* TASK DESCRIPTION
Copy exactly the lines that run from the one containing "[pin] rocky reef" through the end of the entries, both ends included.
Top of MATERIAL TO PROCESS
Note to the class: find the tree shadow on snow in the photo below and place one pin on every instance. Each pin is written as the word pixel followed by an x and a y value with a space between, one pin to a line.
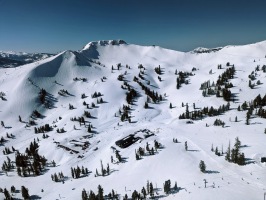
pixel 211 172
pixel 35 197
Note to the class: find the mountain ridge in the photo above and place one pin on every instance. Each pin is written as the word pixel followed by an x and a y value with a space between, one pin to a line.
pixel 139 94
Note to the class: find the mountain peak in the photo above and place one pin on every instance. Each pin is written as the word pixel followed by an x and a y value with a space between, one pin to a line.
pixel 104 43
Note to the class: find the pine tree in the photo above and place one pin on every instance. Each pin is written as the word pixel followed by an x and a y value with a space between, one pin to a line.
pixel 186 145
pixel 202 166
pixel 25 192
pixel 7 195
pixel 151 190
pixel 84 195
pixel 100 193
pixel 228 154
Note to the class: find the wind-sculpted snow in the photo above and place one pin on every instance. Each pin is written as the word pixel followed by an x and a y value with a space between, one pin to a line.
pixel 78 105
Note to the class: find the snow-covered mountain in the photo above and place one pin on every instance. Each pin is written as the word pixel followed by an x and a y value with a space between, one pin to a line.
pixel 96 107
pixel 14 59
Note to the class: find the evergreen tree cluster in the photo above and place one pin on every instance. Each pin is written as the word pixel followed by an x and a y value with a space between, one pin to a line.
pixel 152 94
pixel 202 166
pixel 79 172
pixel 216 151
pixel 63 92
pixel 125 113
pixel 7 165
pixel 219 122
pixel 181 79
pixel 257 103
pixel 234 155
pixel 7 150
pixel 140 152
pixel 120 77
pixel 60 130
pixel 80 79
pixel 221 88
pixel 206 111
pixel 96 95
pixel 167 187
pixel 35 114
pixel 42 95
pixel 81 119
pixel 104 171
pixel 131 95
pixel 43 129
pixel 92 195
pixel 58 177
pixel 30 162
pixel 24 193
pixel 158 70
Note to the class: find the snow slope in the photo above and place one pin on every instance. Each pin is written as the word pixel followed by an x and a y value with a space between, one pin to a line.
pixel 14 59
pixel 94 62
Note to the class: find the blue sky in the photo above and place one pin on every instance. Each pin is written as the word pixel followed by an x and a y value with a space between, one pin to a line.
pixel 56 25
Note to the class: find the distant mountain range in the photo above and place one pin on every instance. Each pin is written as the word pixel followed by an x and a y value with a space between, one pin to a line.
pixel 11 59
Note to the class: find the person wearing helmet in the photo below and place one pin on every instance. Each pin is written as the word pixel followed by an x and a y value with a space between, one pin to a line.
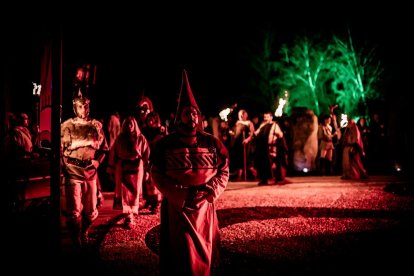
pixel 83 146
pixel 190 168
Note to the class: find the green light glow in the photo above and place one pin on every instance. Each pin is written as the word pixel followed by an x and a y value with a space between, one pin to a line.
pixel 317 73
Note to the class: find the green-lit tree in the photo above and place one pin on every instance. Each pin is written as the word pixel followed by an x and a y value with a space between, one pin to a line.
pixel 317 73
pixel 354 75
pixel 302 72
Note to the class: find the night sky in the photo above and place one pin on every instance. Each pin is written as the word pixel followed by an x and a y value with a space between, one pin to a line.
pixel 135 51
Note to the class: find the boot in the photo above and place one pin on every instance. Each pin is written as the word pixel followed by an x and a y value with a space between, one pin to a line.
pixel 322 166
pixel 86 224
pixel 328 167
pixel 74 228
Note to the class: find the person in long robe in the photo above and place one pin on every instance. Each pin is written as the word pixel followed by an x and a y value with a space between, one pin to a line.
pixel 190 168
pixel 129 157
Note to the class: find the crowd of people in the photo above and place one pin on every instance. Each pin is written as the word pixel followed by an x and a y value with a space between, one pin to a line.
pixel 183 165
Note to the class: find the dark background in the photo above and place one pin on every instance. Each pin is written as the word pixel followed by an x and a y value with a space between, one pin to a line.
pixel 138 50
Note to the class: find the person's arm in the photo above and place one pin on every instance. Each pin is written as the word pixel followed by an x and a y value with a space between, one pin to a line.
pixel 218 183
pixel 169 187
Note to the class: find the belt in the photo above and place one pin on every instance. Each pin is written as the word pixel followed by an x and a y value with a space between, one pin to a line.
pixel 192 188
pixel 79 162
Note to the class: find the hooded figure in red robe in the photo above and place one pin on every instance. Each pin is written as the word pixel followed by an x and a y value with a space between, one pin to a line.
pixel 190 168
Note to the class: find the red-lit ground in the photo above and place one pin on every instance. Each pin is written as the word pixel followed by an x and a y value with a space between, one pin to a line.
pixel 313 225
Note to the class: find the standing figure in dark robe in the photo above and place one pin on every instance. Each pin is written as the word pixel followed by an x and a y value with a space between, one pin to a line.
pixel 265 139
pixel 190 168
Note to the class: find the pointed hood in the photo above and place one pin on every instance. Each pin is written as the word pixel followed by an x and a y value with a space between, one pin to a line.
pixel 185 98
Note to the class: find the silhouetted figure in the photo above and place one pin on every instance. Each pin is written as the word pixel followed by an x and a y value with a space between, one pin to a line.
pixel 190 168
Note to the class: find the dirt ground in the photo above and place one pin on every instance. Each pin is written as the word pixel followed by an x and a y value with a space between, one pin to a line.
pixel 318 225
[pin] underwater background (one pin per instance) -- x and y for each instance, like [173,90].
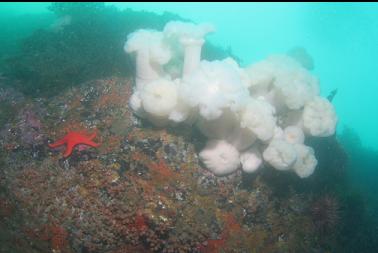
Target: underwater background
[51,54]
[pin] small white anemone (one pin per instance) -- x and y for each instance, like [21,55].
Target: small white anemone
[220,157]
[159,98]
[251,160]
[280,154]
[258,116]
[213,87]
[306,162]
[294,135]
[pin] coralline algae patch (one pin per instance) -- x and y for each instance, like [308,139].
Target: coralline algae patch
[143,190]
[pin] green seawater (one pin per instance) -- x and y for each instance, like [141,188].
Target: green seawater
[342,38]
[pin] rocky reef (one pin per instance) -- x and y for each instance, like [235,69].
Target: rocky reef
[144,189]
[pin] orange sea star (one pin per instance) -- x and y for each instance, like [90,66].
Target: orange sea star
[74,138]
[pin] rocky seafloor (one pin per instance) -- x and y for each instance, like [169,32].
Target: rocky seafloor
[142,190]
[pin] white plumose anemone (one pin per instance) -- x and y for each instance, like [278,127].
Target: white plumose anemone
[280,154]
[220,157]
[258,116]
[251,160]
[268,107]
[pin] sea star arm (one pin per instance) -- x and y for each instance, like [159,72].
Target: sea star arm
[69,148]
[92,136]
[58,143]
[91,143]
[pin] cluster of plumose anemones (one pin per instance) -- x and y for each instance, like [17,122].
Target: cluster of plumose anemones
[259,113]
Bottom of MATERIAL TO PROCESS
* WRITTEN ANSWER
[pin] rocky reef (one pin per instance) -- x and y for each instance, like [235,69].
Target: rocky reef
[144,189]
[pin] orange sea star (one pin per instance) -- x and y for each instance, like [90,66].
Target: orange sea star
[74,138]
[pin] rocky seafloor (one pin per instance) -- x and y for each instance, like [169,32].
Target: rocky seafloor
[142,190]
[pin] white plumose anemone (one pin per instance) -- x and y for each instance, like [278,127].
Target: white plumose anemone
[280,154]
[220,157]
[258,116]
[251,160]
[268,107]
[pin] sea star arm (one pin per instance) -- x and y for each instance, like [159,72].
Target: sea star arm
[69,148]
[92,136]
[58,143]
[91,143]
[pin] cluster of plumose anemones (one pin per instance) -- x and y for each instance, like [17,122].
Target: cluster of plumose anemones
[259,113]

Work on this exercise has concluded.